• **Vorliegender Text**
□ □ □

Aber er ist in Bezug auf die Architektur auch kritikwürdig (ich meine persönlich auch kitschig) mit unsinnigen Türmchen und Erckerchen – angeblich als Gegenmodell zur »Betonarchitektur« – aber eben auch gegen den Bauhausstil, der die Trennung von innen und außen aufhob und alltagstaugliche Architektur (im selben Buch positiv bewertet) entwickelt hat, die heute von den Faschisten heftig attackiert wird.
Aber auch in seinem Einsatz für die Umweltbewegung war Hundertwasser ein esoterischer Mystiker, mit Ideen vom Rückzug in die Natur, »Humusklos« usw.
Politisch sprach er sich für eine konstitutionelle Monarchie aus!
Was aber meiner Meinung nach der Gipfel ist und weshalb er keinesfalls positiv bewertet werden kann: Mitten in Wien hat er eine Müllverbrennungsanlage umfangreich kunterbund dekoriert (mit Kügelchen, Zwiebeltürmchen...). So wird eine so naturzerstörende Anlage, gegen die es meines Wissens heftige Proteste gab, den Massen gar als lieblich und naturverbunden schmackhaft gemacht.

□ □ □

• **Deine Aufgabe**
Setze den Text über Hundertwasser oben fort und schließe direkt an seinen letzten Satz an.

• **Zu prüfende Daten**

□ □ □

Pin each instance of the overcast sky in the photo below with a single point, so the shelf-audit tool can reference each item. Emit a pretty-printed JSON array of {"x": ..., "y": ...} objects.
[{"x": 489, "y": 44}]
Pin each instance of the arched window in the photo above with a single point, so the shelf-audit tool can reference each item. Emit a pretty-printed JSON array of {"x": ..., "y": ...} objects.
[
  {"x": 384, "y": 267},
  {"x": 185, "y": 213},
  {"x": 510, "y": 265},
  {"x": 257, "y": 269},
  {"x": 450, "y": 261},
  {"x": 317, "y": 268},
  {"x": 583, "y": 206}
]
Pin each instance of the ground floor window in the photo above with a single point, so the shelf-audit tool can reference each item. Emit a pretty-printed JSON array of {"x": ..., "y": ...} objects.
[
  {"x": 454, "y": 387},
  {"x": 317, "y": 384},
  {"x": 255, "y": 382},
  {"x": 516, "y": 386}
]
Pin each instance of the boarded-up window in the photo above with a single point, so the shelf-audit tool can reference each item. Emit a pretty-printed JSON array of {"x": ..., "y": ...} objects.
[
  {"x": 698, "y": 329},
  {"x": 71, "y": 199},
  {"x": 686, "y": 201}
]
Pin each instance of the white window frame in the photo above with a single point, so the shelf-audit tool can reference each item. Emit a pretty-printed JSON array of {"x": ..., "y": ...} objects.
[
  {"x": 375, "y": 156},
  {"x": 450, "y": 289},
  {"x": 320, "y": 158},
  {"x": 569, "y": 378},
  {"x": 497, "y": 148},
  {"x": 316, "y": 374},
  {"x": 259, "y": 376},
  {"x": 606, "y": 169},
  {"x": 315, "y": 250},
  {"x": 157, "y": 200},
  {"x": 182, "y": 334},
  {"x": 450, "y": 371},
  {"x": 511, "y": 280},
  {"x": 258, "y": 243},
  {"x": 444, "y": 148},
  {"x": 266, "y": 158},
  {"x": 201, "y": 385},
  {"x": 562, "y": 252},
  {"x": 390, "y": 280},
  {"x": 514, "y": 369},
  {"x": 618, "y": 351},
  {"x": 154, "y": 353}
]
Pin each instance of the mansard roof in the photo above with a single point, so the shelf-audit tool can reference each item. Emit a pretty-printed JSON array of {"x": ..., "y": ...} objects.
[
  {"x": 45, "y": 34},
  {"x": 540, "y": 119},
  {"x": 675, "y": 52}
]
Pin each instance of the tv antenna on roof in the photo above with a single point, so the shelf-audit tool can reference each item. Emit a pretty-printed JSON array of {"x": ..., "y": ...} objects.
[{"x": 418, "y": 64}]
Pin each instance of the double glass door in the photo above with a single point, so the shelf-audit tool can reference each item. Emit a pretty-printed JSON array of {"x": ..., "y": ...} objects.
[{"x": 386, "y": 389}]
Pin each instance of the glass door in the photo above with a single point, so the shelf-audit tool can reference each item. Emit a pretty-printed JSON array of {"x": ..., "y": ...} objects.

□ □ □

• **Lösung zur Aufgabe**
Wenn Beispiele für eine masssenverbundene aktuelle Kultur genannt werden sollen, dann wäre doch eher die sozialkritische Streetart eines Banski oder ähnliches angebracht, der ausdrücklich als Gegensatz zum Starkult der offiziellen Kultur anonym bleiben will.
Ich schlage vor, bei einer Neuauflage des Buchs die Passage zu Hundertwasser rauszunehmen.
Meine Kritik könnte ja auch veröffentlicht werden.
Schönen Gruß!
...
Redaktion REVOLUTIONÄRER WEG, 18.11.24
Liebe Genossin,
das Buch von Stefan Engel »Die Krise der bürgerlichen Gesellschaftswissenschaften, der Religion und der Kultur« äußert sich hier sehr kurz und würdigt Friedensreich Hundertwasser vor allem im Gegensatz zu der von den Massen abgehobenen Kunst Gerhard Richters, die sich als »ideologiefrei« darstellt. Das heißt aber nicht, dass er nicht auch kritisch zu beurteilen wäre. Das sagt das Buch auch nicht.
Hundertwasser wurde deshalb aufgenommen, weil er unter den Massen sehr bekannt und auch bei vielen beliebt ist. Er schrieb selbst zur Architektur: »Eigentlich kann jeder im Industriegelände bauen, wie er will, ohne irgendwelche Mindestanforderungen an Ästhetik, Menschenwürde und naturgerechtes Bauen. Sogar die Vorschriften, die es in der Stadt gibt, wie Stadtbilderhaltung und Rücksichtnahme auf die Umgebung, gibt es im Industriegebäude nicht.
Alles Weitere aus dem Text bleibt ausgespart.